# Available data
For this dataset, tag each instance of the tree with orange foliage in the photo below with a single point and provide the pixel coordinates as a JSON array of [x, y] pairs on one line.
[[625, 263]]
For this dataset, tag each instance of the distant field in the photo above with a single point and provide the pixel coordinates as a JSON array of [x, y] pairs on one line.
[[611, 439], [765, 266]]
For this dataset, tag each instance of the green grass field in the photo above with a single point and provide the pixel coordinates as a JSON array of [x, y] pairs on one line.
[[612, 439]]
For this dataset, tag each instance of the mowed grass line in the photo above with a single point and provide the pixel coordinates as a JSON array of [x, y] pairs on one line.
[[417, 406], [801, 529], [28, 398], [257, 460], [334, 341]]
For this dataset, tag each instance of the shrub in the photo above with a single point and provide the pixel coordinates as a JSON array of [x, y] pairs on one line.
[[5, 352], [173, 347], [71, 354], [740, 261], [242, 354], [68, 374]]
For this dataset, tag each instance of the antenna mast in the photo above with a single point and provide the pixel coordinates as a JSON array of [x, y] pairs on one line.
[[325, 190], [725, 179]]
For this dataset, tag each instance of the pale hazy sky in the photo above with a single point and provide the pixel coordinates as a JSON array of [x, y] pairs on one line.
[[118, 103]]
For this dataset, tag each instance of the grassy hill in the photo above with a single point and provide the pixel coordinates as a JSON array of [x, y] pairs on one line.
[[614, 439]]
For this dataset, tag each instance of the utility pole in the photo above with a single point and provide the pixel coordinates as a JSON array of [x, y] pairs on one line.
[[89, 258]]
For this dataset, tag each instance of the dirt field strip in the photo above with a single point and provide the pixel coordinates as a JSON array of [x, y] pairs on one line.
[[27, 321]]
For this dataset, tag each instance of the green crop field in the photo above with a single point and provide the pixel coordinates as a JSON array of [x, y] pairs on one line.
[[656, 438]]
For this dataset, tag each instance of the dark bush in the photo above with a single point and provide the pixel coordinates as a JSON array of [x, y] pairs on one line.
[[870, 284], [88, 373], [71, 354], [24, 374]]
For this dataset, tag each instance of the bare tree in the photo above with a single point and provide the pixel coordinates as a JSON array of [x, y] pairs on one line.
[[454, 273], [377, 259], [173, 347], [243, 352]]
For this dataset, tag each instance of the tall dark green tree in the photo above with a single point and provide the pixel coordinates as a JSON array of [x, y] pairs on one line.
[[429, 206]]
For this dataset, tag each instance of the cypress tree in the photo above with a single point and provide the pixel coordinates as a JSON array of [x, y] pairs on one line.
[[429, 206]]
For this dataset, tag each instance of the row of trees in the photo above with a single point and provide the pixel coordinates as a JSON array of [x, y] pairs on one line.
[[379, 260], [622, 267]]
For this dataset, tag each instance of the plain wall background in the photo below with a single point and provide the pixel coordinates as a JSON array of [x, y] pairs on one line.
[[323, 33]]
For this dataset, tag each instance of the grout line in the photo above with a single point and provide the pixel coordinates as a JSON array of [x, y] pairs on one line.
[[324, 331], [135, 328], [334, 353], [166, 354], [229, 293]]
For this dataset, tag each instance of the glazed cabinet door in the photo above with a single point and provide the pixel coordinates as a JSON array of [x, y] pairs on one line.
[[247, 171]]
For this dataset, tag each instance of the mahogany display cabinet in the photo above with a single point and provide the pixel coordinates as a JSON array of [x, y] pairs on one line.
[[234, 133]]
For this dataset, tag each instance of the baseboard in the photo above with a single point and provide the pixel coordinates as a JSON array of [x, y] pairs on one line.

# Task details
Transcribe each record above exactly. Skip none.

# Exercise output
For this dataset, tag each instance of the tree with orange foliage in the photo below with a single point and provide the pixel coordinates as a JSON array of [x, y] pairs on one line.
[[625, 263]]
For this dataset, tag each instance of the distant field in the photo above with a single point and provide the pixel coordinates as a JSON array of [x, y] pairs on one line.
[[611, 439], [765, 266]]
For this dataset, tag each instance of the green grass field in the photo above with a single point and provide the pixel coordinates as a JSON array of [x, y] pairs on one line.
[[612, 439]]
For this dataset, tag each instance of the mowed grass line in the photo above with a single point and provide the pixel coordinates as a JSON array of [x, y] pairs on one line.
[[417, 406], [801, 529], [28, 398], [257, 460], [334, 341]]
For this dataset, tag each instance of the shrub in the photo above with a single point and provide the pixel coordinates as a JSON array of [x, y] pairs on one line.
[[5, 352], [173, 347], [71, 354], [740, 261], [242, 354], [68, 374]]
For this dataset, tag each instance of the antenna mast in the photo above with a single point and provide the pixel coordinates as a JSON array of [x, y] pairs on one line.
[[325, 190], [725, 179]]
For this dataset, tag each instance of the pale hazy sky in the photo above with a single point and provide the pixel coordinates as a JSON array of [x, y] pairs on one line.
[[118, 103]]
For this dataset, tag each instance of the grassy hill in the photo above with a single point and provide the pixel coordinates as a JSON array of [x, y] pairs on one line.
[[614, 439]]
For this dataset, tag each instance of the utility pole in the photo above with a single point and provide the pixel coordinates as a JSON array of [x, y] pairs on one line.
[[89, 258]]
For this dataset, tag each instance of the dirt field strip in the photo above with a single point and provide the pixel coordinates as a JSON array of [x, y] pairs on one line.
[[27, 321]]
For this dataset, tag each instance of the green crop field in the photo above with a single point and provide the pixel coordinates as a JSON array of [x, y] pairs on one line.
[[656, 438]]
For this dataset, tag each instance of the dark bush in the photo above with a single point and provide the pixel coordinates as a JSON array of [x, y] pairs on one line.
[[870, 284], [88, 373], [71, 354], [24, 374]]
For this dataset, tag each instance of the bare tree in the photo above with a single point and provide the pixel coordinates as a JSON array of [x, y] pairs on one line.
[[454, 273], [377, 259], [173, 347], [243, 352]]
For this dataset, tag each instance of the tall dark green tree in the photo above with a single point and provide the pixel coordinates as a JSON array of [x, y] pairs on one line.
[[429, 206]]
For this dataset, tag each instance of the cypress tree in the photo above with a single point and provide the pixel coordinates as a JSON array of [x, y] pairs on one line.
[[429, 206]]
For this dataset, tag each instance of the row of trees in the photo above with a single point and provide the pixel coordinates as a JSON array of [x, y] pairs on one line.
[[379, 260], [622, 267]]
For this dataset, tag each instance of the plain wall background in the photo below with a single point and provide the pixel coordinates as a JSON array of [x, y] pairs on one line.
[[323, 33]]
For this dataset, tag each instance of the grout line in the photo above with a single point and provide the pixel coordinates as a JSON array of [x, y] pairs on one line.
[[324, 331], [135, 328], [334, 353], [166, 354], [229, 293]]
For this dataset, tag each instance of the glazed cabinet door in the photo above with a single point and provide the pixel coordinates as a JSON array of [x, y] pairs on one line.
[[247, 171]]
For this dataset, tag each instance of the mahogany display cabinet in the photo above with a single point and provide the pixel coordinates as a JSON array of [x, y] pairs on one line.
[[234, 133]]
For this dataset, tag each instance of the baseboard in the photo above with a single point and provide the pixel coordinates as a JSON array of [x, y] pairs on one line.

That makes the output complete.